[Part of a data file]
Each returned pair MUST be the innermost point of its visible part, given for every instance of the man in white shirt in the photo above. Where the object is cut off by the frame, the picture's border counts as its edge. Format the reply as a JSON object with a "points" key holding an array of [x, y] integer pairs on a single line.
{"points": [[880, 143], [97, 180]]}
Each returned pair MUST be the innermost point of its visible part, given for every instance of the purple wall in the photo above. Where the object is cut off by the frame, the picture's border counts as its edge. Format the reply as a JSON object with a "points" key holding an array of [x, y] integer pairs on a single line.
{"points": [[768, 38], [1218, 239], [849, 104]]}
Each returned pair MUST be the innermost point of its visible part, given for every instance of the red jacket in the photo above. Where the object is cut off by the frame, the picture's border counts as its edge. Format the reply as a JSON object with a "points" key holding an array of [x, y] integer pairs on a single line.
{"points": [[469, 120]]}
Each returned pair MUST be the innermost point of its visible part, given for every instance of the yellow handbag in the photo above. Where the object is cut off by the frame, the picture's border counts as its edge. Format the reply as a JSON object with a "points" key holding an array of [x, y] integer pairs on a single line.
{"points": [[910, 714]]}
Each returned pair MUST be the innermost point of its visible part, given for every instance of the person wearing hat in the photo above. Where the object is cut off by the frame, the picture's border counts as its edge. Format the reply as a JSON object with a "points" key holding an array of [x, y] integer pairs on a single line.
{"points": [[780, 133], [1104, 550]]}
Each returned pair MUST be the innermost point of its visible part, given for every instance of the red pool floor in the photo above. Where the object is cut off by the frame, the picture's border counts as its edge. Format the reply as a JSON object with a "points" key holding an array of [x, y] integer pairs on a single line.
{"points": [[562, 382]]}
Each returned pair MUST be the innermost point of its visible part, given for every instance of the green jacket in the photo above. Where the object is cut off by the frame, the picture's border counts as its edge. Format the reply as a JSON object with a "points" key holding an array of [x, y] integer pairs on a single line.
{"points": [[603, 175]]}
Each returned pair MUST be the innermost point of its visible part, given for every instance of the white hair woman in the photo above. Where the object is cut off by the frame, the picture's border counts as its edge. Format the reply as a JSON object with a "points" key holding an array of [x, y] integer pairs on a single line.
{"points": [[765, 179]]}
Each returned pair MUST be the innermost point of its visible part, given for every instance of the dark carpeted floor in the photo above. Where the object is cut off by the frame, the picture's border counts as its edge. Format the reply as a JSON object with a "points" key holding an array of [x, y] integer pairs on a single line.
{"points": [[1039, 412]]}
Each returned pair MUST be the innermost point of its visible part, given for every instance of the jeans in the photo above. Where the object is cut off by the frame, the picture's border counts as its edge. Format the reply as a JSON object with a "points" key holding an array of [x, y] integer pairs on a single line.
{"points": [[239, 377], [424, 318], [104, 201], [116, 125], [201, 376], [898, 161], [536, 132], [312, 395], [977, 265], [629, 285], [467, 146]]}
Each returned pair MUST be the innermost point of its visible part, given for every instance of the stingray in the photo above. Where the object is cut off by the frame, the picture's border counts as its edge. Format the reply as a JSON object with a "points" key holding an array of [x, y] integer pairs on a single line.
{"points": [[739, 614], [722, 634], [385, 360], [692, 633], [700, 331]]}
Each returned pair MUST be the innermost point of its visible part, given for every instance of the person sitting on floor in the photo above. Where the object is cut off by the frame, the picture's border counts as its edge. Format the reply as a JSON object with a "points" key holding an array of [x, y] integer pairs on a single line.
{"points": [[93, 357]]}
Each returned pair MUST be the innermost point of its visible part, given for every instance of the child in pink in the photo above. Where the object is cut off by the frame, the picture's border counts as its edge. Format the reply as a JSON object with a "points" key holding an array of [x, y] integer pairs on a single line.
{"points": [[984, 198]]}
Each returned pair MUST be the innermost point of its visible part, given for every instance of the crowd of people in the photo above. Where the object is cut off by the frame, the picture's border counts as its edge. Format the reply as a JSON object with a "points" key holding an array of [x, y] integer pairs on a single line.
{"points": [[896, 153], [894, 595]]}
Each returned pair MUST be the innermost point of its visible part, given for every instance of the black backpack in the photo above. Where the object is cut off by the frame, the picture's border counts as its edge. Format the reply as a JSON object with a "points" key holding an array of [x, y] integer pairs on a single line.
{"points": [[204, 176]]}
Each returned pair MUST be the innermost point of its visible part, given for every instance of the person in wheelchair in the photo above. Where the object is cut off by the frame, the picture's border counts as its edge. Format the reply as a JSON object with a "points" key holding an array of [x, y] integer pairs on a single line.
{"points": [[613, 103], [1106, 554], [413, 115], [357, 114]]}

• **Aim**: Starting with the line that contains "of the crowd" and going on through the final line above, write out every one of these lines again, including the ones without coordinates. Move each point by adding -100 to every x and y coordinate in the answers.

• **Output of the task**:
Each returned pair MUST be the innermost point of its visible part, given for every instance of the crowd of people in the photo above. Where the object is cut off by the frame, the picture's border counts as its edge. Format the reply as a JSON object with a "points" key holding an array of [x, y] integer pairs on a single line.
{"points": [[796, 53], [794, 495]]}
Each returned pair MUST be the innermost point of its visible part, given for every instance of the black backpack in the photo above. Where the object is cut off by the frame, the picture's border counts as its edge. Format the reply as a JSON object with a "points" key holding an array of [x, y] integer pairs on a single line.
{"points": [[104, 76]]}
Each returned pair MUST be the innermost point of its visible part, given for every instance of the person in wheelchair in the photo above. Where the object is cut off by the frame, the picture's border counts as its edge. Format the reply as a JSON object with a "points" key holding an array of [x, y] integer pairs on a single line.
{"points": [[513, 3], [1006, 454], [313, 15], [257, 14]]}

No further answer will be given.